_To do_
After finding "Which pixel sits on the hilltop?" in the material below, output its line and every line after it through the last, exactly, but not the pictures.

-------------------------

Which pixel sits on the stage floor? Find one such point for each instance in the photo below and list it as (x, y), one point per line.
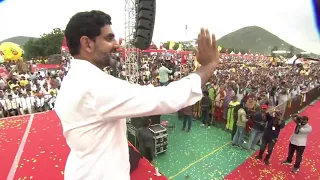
(207, 154)
(33, 147)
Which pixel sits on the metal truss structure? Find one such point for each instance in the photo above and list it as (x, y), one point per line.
(131, 60)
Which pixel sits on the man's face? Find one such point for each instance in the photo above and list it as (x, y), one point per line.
(100, 50)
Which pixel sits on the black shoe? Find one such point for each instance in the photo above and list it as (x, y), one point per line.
(295, 170)
(267, 162)
(258, 157)
(286, 163)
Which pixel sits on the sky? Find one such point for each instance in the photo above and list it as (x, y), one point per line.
(291, 20)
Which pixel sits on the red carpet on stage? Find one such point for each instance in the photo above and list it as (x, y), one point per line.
(45, 152)
(11, 133)
(310, 166)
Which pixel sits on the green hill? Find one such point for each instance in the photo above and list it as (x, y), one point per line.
(21, 40)
(254, 38)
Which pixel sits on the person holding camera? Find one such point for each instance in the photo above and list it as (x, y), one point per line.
(271, 134)
(298, 141)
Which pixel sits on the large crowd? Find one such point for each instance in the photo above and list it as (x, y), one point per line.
(26, 92)
(259, 82)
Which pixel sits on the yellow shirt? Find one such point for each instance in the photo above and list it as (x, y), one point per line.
(24, 82)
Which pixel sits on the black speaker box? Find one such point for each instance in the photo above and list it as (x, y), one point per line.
(146, 14)
(138, 122)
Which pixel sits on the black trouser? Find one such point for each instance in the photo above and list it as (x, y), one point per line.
(266, 142)
(206, 116)
(299, 150)
(234, 130)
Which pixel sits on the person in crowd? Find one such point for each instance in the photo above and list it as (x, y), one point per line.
(229, 95)
(164, 75)
(145, 140)
(270, 135)
(11, 106)
(259, 123)
(230, 118)
(218, 110)
(93, 114)
(187, 118)
(241, 125)
(298, 142)
(206, 106)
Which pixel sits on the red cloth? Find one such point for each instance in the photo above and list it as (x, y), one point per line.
(45, 153)
(145, 170)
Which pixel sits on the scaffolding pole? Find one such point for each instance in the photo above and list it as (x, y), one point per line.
(131, 56)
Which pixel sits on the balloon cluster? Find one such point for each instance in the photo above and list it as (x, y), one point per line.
(10, 51)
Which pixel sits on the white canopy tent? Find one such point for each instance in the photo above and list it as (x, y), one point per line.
(294, 59)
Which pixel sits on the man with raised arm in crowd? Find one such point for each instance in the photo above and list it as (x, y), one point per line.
(270, 135)
(298, 142)
(93, 114)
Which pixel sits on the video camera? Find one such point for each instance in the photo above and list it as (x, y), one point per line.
(300, 120)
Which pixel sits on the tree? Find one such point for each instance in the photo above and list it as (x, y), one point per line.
(291, 53)
(166, 45)
(275, 48)
(46, 45)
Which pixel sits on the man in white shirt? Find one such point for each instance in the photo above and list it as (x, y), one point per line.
(93, 114)
(164, 75)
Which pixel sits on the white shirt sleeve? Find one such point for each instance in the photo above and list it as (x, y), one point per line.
(132, 100)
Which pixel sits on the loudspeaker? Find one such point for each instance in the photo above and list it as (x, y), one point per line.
(140, 121)
(145, 19)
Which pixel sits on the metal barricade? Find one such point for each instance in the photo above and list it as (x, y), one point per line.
(25, 105)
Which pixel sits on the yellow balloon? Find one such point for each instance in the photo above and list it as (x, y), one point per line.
(196, 64)
(11, 51)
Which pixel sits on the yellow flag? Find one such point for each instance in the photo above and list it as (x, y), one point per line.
(171, 44)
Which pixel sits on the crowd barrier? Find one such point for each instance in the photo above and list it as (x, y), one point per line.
(297, 103)
(287, 108)
(25, 105)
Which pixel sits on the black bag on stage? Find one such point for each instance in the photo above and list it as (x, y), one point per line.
(134, 158)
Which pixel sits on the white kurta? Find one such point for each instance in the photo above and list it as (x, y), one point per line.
(92, 106)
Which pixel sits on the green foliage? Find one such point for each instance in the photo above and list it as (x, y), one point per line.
(46, 45)
(187, 45)
(291, 54)
(255, 38)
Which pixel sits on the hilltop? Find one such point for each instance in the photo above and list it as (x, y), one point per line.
(254, 38)
(21, 40)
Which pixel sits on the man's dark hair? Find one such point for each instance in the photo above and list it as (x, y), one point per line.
(84, 24)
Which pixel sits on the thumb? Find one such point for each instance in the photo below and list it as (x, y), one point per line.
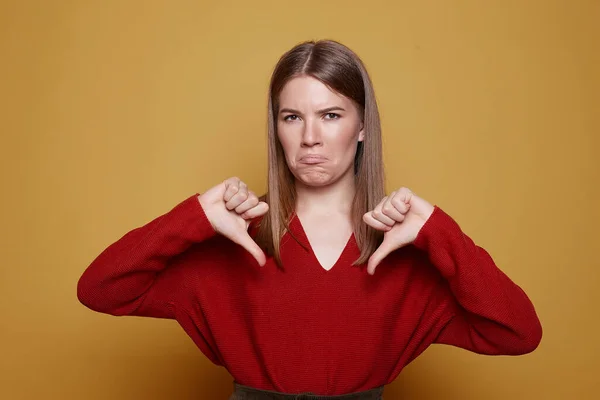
(385, 248)
(244, 240)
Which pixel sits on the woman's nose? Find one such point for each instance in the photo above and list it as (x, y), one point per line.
(311, 136)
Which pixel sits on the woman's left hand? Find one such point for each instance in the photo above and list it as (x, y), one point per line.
(401, 215)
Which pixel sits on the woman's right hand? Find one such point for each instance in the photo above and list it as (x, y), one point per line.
(230, 207)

-------------------------

_Solution below_
Which pixel sits on the hilltop? Find one such point for each instance in the photo above and list it as (x, y), one point per line.
(254, 38)
(21, 40)
Which pixel sits on the man's dark hair? Find one such point for each instance in the photo above and list it as (x, y), one point per line.
(84, 24)
Which pixel sits on the thumb? Find one such point for each instance in the photo below and list it as (x, y), one point per line.
(385, 248)
(244, 240)
Which pixel sits on the woman's nose? Find one such point for each instance in the photo above and list it as (x, y), one point per line.
(311, 136)
Which pixel sits on the woman's left hand? Find one such point for each instance in the photo above and list it as (x, y), one point per line.
(401, 215)
Which pixel sits on the woman's right hand? Find one such point for each instance in the photo above and list it as (x, y), one point per line.
(230, 207)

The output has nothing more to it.